Instruction
Output, with no changes, the span of lines that opens with the line containing "Please drop a marker on the gutter" and closes with the last line.

Information provided
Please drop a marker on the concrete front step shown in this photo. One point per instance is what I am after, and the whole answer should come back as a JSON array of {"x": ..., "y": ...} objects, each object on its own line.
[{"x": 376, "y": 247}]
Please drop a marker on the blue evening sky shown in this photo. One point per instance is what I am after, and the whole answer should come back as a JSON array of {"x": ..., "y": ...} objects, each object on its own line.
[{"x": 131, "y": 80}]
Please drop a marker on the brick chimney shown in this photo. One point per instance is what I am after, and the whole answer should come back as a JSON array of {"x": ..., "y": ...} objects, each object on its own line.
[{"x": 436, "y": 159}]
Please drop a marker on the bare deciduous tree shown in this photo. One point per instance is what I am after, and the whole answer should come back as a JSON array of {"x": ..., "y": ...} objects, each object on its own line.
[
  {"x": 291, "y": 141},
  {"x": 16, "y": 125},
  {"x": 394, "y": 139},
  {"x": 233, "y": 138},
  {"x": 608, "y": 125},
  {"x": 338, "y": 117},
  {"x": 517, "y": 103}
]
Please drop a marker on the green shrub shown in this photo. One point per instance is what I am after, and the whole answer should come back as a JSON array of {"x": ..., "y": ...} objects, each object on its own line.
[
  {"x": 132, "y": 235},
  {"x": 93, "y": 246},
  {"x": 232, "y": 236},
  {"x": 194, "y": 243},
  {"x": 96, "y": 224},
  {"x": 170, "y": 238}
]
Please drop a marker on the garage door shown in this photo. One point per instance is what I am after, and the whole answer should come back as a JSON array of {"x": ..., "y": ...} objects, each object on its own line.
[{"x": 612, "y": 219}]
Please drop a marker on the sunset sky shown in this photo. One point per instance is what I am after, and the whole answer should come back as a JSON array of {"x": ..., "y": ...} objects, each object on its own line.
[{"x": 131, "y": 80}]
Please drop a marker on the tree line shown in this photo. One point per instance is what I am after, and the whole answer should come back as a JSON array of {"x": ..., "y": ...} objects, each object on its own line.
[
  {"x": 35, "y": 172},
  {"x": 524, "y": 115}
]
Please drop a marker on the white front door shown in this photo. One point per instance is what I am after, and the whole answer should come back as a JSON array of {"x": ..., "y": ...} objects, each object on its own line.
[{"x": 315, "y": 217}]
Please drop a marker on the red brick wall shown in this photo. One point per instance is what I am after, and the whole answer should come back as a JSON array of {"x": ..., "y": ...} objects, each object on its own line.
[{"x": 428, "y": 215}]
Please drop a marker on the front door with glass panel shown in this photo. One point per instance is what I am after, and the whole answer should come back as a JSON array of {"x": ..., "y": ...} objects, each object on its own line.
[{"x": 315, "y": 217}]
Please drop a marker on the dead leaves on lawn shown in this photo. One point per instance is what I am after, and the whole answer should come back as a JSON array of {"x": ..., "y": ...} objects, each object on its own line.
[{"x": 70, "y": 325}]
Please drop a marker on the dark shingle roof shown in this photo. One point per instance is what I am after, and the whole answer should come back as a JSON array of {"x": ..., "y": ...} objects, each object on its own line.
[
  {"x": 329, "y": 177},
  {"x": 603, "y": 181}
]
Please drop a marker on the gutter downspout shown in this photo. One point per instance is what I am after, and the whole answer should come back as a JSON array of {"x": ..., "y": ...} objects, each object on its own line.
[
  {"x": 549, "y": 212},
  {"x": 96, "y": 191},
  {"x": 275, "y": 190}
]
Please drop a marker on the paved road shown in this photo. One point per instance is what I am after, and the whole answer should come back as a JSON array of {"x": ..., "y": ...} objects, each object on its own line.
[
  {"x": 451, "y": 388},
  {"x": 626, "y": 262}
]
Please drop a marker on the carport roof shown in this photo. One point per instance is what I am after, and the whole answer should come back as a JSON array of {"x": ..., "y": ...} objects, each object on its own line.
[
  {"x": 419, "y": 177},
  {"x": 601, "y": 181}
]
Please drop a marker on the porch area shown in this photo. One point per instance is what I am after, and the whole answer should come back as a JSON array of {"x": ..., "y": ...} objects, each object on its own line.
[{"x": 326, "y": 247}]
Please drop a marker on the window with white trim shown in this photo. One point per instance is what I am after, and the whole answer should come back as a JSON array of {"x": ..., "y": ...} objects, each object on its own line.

Reply to the task
Please drop a marker on the gutter downspout shown in this photo. One point per instance is what I am after, and the whole answer should come back as a JSON array of {"x": ..., "y": ...} objects, each object on its own line.
[
  {"x": 549, "y": 212},
  {"x": 96, "y": 191},
  {"x": 275, "y": 190}
]
Please drop a marker on the paved road shown in this photo. One point per instance is what I am after, and the whole answer should come back as a JSON array of {"x": ..., "y": ...} objects, each object on its own line.
[
  {"x": 451, "y": 388},
  {"x": 626, "y": 262}
]
Please drop a marker on the carport roof shown in this photo. One point per instance is what I am after, and the whole answer should come back as a JSON array of {"x": ..., "y": ...} objects, each object on its own line.
[
  {"x": 419, "y": 177},
  {"x": 601, "y": 181}
]
Please drop a marker on the porch area shown in this photo. One point per instance is what I am after, and the whole answer should come back as a JSON array of {"x": ..., "y": ...} objects, each object on its own line.
[{"x": 326, "y": 247}]
Please drop a marker on the window with white trim shown in this photo. One point per instance is what I am after, and the whole answer should come back as a JSON array of {"x": ..., "y": ...} objects, each object on its own line.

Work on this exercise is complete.